> Activity list:
(1) In the article about DDoS attack services, what is the average rate for taking a website offline for a day?
(2) Return the portion of the article about DDoS attack services starting with "According to Brian" and going on through "latest security posting.".

> Exercise passage:
Security researcher spots digital hitmen hiring themselves out

According to Brian Krebs of the Krebs on Security newswire, hackers are openly competing to offer services that can take out a rival online business or to settle a score.

There are, he says, dozens of underground forums where members advertise their ability to execute debilitating DDoS attacks for a price.

"DDoS attack services tend to charge the same prices, and the average rate for taking a website offline is surprisingly affordable: about $5 to $10 per hour; $40 to $50 per day; $350-$400 a week; and upwards of $1,200 per month", he says in his latest security posting.

Of course, he notes, it pays to read the fine print before you enter into any contract.

Most DDoS services, he asserts, charge varying rates depending on the complexity of the target’s infrastructure, and how much lead time the attack service is given to size up the mark.

"Still, buying in bulk always helps: One service advertised on several fraud forums offered discounts for regular and wholesale customers", he says.

The unwitting conscripts in these cyber armies, the researcher adds, are hacked PCs that the service owners remotely control via malicious software.

> Data provided:
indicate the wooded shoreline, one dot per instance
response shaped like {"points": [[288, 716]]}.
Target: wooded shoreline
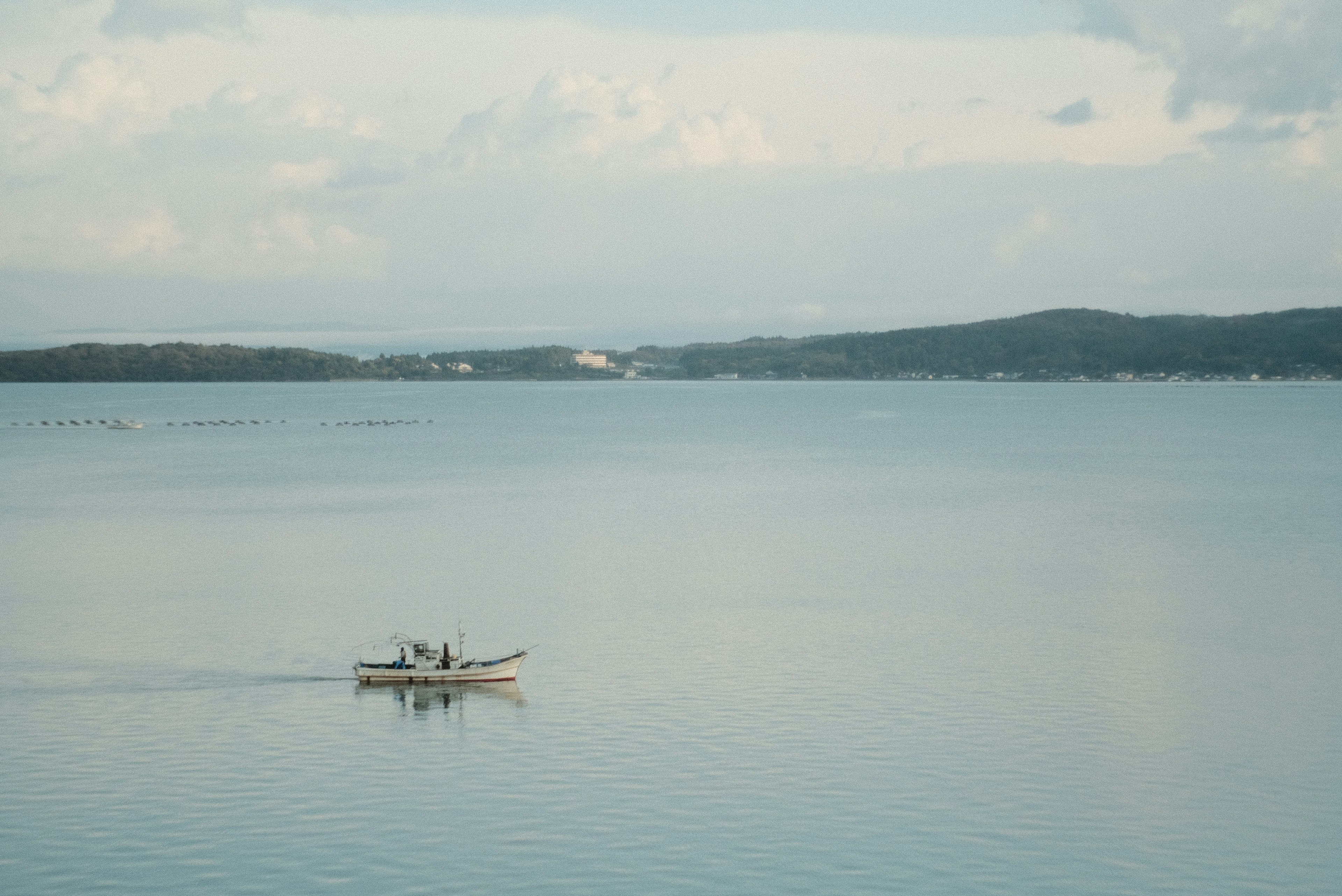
{"points": [[1059, 345]]}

> Answer section:
(1) About $40 to $50 per day.

(2)
According to Brian Krebs of the Krebs on Security newswire, hackers are openly competing to offer services that can take out a rival online business or to settle a score.

There are, he says, dozens of underground forums where members advertise their ability to execute debilitating DDoS attacks for a price.

"DDoS attack services tend to charge the same prices, and the average rate for taking a website offline is surprisingly affordable: about $5 to $10 per hour; $40 to $50 per day; $350-$400 a week; and upwards of $1,200 per month", he says in his latest security posting.